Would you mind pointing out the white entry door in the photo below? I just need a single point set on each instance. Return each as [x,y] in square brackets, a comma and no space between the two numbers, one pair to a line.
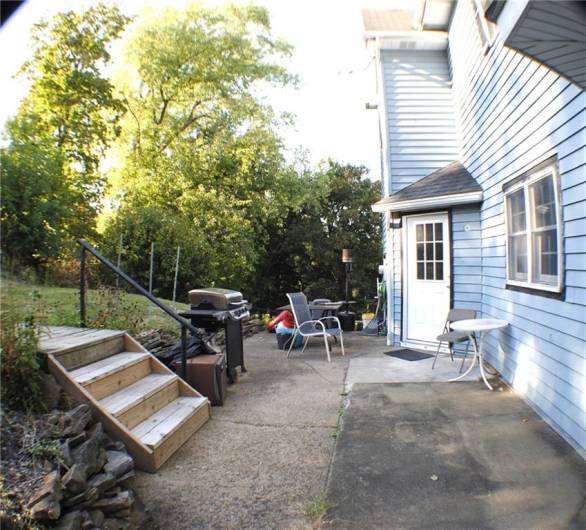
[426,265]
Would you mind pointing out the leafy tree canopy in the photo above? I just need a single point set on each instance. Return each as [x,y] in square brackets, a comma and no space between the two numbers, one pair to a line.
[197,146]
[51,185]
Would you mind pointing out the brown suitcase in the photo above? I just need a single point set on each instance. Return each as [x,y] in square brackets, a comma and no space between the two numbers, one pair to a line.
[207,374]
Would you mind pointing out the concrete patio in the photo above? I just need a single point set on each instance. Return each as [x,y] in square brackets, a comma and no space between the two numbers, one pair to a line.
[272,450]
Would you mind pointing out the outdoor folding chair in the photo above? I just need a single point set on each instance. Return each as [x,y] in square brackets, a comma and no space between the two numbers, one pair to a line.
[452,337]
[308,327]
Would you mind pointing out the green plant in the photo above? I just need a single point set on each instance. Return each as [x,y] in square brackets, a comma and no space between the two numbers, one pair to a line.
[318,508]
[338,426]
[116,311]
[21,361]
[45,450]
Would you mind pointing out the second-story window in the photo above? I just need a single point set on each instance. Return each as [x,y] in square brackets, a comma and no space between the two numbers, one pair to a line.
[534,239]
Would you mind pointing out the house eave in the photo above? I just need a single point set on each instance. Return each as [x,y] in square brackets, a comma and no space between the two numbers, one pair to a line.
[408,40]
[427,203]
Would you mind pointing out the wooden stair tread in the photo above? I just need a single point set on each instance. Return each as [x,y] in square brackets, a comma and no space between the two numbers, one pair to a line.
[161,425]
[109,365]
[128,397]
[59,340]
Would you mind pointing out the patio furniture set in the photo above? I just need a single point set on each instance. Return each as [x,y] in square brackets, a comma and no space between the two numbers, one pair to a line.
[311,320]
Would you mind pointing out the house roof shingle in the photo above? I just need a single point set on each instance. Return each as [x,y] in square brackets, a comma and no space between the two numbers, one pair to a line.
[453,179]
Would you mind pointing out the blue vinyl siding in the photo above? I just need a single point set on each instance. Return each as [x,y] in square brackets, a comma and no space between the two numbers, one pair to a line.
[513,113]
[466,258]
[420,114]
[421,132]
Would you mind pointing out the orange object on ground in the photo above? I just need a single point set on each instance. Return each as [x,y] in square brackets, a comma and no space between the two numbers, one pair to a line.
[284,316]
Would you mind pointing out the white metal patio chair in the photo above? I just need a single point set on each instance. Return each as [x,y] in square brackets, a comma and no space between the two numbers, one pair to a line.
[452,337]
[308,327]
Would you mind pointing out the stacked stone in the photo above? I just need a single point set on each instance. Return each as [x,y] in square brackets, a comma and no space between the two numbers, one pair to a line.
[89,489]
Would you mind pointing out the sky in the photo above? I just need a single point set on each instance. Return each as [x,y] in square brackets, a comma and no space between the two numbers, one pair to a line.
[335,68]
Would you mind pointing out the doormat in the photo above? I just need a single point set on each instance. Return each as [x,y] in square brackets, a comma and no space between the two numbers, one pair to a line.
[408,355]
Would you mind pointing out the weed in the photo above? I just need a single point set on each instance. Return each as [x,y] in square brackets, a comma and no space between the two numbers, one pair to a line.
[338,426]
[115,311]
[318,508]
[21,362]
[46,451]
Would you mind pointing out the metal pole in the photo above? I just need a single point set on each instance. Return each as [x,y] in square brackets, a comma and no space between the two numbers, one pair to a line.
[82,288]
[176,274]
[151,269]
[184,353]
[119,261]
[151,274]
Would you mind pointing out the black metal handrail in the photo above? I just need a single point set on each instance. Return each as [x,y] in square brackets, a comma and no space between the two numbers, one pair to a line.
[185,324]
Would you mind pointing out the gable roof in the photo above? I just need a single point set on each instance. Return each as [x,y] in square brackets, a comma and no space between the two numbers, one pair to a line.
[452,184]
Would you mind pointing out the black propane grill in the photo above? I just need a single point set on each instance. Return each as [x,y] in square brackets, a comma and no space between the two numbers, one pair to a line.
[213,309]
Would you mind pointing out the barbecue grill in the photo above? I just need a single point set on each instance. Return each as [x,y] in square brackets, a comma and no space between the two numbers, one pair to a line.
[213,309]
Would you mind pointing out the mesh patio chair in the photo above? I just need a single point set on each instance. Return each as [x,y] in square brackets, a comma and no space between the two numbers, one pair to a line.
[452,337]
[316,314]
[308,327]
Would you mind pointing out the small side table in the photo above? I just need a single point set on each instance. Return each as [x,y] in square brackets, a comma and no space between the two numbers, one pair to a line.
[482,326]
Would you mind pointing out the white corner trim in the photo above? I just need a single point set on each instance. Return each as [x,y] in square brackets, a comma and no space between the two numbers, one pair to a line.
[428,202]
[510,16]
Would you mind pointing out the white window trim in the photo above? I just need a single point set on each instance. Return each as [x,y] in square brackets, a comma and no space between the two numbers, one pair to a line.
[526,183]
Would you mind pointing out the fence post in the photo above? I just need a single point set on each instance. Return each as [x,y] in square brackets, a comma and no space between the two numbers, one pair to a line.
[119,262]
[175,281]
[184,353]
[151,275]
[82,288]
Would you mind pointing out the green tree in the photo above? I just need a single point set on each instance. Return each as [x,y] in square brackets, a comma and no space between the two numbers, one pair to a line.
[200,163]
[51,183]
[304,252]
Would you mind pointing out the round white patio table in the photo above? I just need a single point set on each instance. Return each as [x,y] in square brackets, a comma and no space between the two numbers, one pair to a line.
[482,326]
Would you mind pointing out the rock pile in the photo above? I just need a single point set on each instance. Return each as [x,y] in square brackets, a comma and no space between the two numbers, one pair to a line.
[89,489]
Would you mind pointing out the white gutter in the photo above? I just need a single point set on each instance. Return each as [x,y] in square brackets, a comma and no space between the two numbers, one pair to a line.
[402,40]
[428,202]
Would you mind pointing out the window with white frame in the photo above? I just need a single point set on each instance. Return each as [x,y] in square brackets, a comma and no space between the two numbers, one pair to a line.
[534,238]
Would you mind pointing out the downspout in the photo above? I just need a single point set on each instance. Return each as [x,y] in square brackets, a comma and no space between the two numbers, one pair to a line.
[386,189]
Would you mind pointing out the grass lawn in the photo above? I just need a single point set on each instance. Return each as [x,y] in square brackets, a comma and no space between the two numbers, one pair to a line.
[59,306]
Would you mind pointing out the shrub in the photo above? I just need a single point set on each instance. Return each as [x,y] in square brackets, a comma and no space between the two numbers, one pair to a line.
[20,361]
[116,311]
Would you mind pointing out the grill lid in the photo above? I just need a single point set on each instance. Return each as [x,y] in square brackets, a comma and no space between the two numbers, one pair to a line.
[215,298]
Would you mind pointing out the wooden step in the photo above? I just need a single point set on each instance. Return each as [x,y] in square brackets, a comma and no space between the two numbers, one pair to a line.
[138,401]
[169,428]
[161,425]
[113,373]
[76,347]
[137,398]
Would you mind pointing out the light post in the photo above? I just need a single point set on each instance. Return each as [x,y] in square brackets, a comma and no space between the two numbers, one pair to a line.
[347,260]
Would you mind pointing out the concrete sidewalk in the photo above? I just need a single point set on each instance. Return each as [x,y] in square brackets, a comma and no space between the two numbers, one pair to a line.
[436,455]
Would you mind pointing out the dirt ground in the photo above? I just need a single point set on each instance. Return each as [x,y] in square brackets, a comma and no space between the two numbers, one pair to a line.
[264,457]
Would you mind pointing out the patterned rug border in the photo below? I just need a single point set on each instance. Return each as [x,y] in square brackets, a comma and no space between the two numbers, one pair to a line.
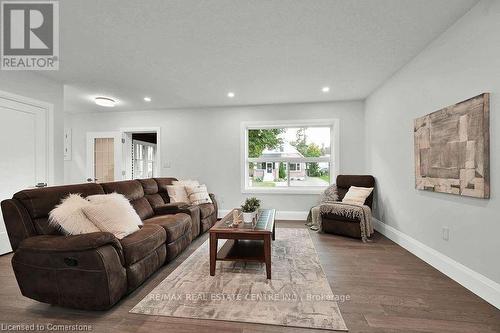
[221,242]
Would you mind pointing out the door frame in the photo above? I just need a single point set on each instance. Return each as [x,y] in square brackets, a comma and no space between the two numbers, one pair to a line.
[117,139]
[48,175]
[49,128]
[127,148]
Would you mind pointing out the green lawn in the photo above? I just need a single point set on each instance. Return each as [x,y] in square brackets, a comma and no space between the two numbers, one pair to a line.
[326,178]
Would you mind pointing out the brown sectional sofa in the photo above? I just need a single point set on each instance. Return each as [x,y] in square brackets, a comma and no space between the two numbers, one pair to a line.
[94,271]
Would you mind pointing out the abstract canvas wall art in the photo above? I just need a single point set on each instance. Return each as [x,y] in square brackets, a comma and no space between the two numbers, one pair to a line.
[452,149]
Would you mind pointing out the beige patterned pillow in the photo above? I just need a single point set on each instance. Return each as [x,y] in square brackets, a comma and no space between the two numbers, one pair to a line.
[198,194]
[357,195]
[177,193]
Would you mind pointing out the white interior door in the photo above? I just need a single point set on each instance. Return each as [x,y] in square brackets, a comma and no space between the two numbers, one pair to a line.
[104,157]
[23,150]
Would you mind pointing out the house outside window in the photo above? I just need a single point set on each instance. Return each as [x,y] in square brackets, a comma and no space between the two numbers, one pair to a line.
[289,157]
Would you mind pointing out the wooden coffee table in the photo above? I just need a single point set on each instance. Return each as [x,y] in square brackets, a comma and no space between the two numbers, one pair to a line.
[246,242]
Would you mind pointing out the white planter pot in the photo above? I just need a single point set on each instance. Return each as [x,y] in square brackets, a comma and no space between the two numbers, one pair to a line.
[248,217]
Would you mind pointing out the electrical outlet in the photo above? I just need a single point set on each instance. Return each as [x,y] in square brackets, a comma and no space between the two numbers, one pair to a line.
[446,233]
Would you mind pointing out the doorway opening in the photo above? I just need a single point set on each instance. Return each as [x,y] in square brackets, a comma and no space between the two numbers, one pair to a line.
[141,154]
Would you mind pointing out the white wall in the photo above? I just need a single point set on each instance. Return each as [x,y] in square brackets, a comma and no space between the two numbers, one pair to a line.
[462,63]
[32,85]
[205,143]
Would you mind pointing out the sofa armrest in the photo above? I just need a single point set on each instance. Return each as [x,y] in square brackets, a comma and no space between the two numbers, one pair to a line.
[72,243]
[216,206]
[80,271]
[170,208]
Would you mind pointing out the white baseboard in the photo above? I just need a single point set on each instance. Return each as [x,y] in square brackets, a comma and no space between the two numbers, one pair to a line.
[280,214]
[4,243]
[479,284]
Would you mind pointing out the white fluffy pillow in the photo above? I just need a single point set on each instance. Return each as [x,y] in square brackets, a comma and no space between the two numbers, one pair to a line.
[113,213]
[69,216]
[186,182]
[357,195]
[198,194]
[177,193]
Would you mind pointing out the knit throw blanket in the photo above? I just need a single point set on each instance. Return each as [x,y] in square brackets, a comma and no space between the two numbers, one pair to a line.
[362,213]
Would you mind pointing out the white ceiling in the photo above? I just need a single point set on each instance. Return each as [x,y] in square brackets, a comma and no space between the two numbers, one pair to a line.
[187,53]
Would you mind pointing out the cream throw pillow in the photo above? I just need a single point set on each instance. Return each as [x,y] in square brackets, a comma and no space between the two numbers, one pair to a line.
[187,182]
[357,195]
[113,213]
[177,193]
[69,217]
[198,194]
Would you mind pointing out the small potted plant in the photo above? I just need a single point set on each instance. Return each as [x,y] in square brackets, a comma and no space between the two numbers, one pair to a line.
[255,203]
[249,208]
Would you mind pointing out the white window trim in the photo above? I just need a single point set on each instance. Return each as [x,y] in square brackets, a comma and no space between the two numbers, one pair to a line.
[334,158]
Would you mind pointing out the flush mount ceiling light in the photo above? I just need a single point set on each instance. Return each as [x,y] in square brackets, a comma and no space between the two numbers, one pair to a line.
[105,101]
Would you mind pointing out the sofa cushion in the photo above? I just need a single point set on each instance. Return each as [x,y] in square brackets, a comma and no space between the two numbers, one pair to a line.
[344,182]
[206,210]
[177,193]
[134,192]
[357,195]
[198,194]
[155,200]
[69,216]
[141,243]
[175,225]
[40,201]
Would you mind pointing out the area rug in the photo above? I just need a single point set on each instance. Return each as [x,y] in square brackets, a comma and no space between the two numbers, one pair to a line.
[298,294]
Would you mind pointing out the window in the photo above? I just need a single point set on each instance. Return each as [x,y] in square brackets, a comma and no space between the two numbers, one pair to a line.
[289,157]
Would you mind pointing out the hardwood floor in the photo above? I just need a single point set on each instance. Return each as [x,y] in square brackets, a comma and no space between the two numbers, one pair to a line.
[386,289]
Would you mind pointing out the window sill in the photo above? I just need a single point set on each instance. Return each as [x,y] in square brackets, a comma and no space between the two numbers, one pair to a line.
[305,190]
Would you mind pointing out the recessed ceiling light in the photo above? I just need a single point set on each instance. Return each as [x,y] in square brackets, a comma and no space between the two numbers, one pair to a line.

> [Required work]:
The lines from the one holding "Would you mind pointing out the window in" to the end of the entries are to be repeated exactly, with both ends included and nothing else.

> [Written response]:
Would you mind pointing out the window in the photo above? I just need a single point set on each instance. Return each as [x,y] in square brackets, a comma and no space between the two numbers, one pair to a line.
[289,157]
Would you mind pointing out the hardwood floor in the photo above? I just need a single point set on each instance. Return each as [x,y] in square brackets, a comma and no space between the two numbers, one pair to a line.
[386,289]
Would you mind pointing out the window sill in the photo above? I just need a single point set on each instance. Return each as [x,y] in square brackets, a comma and no space between the two numbers, one pair to a line.
[305,190]
Would you mind pointing out the recessed ceiling light in the photo above? I just need a single point set on each instance. Return each as [x,y] in square brackets, a comma and no space between the two numbers, one pair to a line.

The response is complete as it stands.